▸ WHAT THIS EXERCISE ASKS
A. According to the essay on Concezio Perrucci, in what year did he first arrive in America?
B. Reproduce verbatim the passage of the essay on Concezio Perrucci starting with "Dorianne PerrucciWhen I" and going on through "my editor said.".

Money does indeed make the world go round, I’ve learned after more than two decades of writing about personal finance, but in 2023 I’m heading in a new direction.

Dorianne PerrucciWhen I said I intended to return to the money beat after finishing my book, I meant it. On New Year’s Day in 2020, I remember thinking how grateful I was to have the opportunity to learn a new skill and use my words to write on a topic that mattered to me. The three monthly blogs I wrote for businessjournalism.org met the Reynolds Center for Business Journalism’s mission of helping business journalists improve their personal finance coverage, my editor said.

A few weeks later, the Covid-19 pandemic changed the narrative of our lives and forced all of us to make some changes. That’s when I decided to put my freelance work on hold and finish writing my grandfather’s story. For years, I put my notes aside to meet deadlines, but this time, I promised myself, I wouldn’t stop until I found the “rest of the story” I grew up listening to my father tell.

My grandfather was more than the sick old man I heard about in my father’s story. Concezio Perrucci served in the Italian Army’s Calvary and he could read and write English, but my grandfather worked two dirty, dangerous jobs in construction and for Central Jersey Railroad to build the house where I grew up with my six siblings in Scotch Plains, New Jersey. When he got sick with Parkinson’s, there was no medication to treat the devastating neurological condition that lived with for 24 years. Parkinson’s may have derailed his dreams, but he never stopped fighting.

As I searched for information, I learned that my grandfather first arrived in America in 1906, when he was 16 years old. He was a “bird of passage,” a migrant worker who joined the flock of more than two million young men flooding out of South Italy’s impoverished Mezzogiorno. Like most “birds of passage,” after returning to Italy, he made a second—and final—trip to America in 1913 after realizing he couldn’t build a future in his beloved homeland.

When I found that fact, I began calling my book-in-progress Searching for Concezio: The Courage and Endurance of South Italy’s “Birds of Passage.”  I believe that my grandfather Concezio’s story mirrors the untold stories of all the “birds of passage” never been given credit for their role in building modern America. The enthusiastic response I received at my hometown’s 2022 Columbus Day celebration convinced me that my book will find its way into print (Searching for Concezio – YouTube).

Money may make the world go round, but courage and sacrifice and loyalty and devotion gives it its true worth.

▸ INPUT DATA
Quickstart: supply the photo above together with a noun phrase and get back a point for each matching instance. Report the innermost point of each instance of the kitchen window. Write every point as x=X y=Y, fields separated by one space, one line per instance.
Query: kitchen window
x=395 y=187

▸ SOLUTIONS TO THE EXERCISE
A. 1906

B.
Dorianne PerrucciWhen I said I intended to return to the money beat after finishing my book, I meant it. On New Year’s Day in 2020, I remember thinking how grateful I was to have the opportunity to learn a new skill and use my words to write on a topic that mattered to me. The three monthly blogs I wrote for businessjournalism.org met the Reynolds Center for Business Journalism’s mission of helping business journalists improve their personal finance coverage, my editor said.